**Instructions to follow:** Every line of the records below from the line with "the stone outbuilding." up to and including the line with "of the dark" must be reproduced exactly, and no line outside that range.

Natural language region descriptions:
>>>
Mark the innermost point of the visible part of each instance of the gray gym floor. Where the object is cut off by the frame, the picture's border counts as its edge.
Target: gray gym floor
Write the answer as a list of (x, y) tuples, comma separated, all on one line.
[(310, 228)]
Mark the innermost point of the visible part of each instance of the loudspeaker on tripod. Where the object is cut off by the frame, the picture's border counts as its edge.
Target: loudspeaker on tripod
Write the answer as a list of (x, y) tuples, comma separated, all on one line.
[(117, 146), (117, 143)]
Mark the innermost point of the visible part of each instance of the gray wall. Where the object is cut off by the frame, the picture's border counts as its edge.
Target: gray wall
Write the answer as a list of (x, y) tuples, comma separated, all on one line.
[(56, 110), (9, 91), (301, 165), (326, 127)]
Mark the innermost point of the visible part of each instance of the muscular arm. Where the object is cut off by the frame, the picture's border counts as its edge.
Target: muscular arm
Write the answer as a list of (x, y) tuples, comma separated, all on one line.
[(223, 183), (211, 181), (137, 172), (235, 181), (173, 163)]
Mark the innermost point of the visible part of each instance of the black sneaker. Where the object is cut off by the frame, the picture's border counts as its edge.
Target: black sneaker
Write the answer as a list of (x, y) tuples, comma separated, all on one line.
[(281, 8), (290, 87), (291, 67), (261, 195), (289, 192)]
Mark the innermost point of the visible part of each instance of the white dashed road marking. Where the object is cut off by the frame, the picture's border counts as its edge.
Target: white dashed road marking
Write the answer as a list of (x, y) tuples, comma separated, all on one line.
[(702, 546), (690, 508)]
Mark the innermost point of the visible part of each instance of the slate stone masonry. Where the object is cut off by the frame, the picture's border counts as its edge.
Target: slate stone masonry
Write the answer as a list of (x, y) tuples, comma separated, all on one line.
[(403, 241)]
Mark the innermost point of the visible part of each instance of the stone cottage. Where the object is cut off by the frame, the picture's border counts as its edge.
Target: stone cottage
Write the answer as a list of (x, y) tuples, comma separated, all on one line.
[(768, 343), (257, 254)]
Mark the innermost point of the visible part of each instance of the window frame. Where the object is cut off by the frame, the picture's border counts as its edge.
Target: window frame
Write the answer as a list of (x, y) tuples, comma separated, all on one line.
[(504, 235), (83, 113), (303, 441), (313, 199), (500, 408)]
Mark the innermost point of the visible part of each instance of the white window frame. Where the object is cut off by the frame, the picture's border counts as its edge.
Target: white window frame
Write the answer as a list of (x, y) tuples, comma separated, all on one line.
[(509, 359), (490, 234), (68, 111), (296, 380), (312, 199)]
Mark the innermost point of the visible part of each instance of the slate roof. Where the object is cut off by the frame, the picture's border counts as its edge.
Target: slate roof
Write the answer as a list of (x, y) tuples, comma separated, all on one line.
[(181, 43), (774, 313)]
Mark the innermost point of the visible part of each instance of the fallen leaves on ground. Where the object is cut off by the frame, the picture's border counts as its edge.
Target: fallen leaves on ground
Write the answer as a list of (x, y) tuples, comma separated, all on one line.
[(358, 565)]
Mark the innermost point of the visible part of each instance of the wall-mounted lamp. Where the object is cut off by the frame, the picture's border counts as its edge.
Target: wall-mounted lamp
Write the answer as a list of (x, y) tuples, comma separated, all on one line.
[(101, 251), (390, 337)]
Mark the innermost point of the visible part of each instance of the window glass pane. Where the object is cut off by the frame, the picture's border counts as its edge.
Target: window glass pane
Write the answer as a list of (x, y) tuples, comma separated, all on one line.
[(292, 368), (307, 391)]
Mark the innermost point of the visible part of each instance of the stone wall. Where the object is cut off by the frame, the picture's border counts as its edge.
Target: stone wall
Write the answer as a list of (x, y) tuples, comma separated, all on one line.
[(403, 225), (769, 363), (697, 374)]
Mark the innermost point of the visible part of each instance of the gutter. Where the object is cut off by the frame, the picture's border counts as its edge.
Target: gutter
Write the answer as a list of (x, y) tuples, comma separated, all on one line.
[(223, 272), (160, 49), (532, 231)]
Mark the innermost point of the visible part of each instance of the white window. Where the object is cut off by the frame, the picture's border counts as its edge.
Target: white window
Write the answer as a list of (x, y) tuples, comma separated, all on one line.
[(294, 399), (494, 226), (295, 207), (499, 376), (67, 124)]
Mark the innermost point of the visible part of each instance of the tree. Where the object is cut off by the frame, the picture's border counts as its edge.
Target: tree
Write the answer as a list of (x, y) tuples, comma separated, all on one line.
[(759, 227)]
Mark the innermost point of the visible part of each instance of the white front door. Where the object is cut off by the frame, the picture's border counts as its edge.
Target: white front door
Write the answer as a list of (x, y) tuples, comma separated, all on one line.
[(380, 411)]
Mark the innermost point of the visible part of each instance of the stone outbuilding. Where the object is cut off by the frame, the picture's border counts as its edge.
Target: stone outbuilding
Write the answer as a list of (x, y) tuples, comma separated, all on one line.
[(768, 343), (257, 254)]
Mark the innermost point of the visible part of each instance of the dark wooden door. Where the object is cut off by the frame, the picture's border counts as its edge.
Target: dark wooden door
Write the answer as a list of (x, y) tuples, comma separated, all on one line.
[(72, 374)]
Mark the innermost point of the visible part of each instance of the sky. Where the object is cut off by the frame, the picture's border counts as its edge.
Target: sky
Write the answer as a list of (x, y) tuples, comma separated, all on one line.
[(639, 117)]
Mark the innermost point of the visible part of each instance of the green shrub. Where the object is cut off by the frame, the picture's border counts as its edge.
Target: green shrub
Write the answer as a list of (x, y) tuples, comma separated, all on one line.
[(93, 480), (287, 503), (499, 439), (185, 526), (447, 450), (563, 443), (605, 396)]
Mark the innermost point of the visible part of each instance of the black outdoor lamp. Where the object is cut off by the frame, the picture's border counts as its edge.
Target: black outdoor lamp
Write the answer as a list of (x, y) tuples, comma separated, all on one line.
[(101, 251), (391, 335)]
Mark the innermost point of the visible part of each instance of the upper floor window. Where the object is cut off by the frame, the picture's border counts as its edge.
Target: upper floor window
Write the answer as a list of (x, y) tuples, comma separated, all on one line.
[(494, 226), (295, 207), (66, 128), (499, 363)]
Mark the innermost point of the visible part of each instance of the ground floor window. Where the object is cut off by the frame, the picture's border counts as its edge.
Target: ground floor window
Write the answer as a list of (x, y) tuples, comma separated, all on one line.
<<<
**Solution to this problem:**
Mark the innermost point of the visible part of each instance of the stone outbuilding. Where the object is cut off by the frame, the picture's border counts as its edge.
Target: stone outbuilding
Write the answer as a list of (x, y) tuples, comma separated, all on one line.
[(768, 343), (257, 254)]
Mark the innermost point of the visible part of each instance of the dark wooden door. Where the object is cut off by the frame, the picture's border counts as its edge.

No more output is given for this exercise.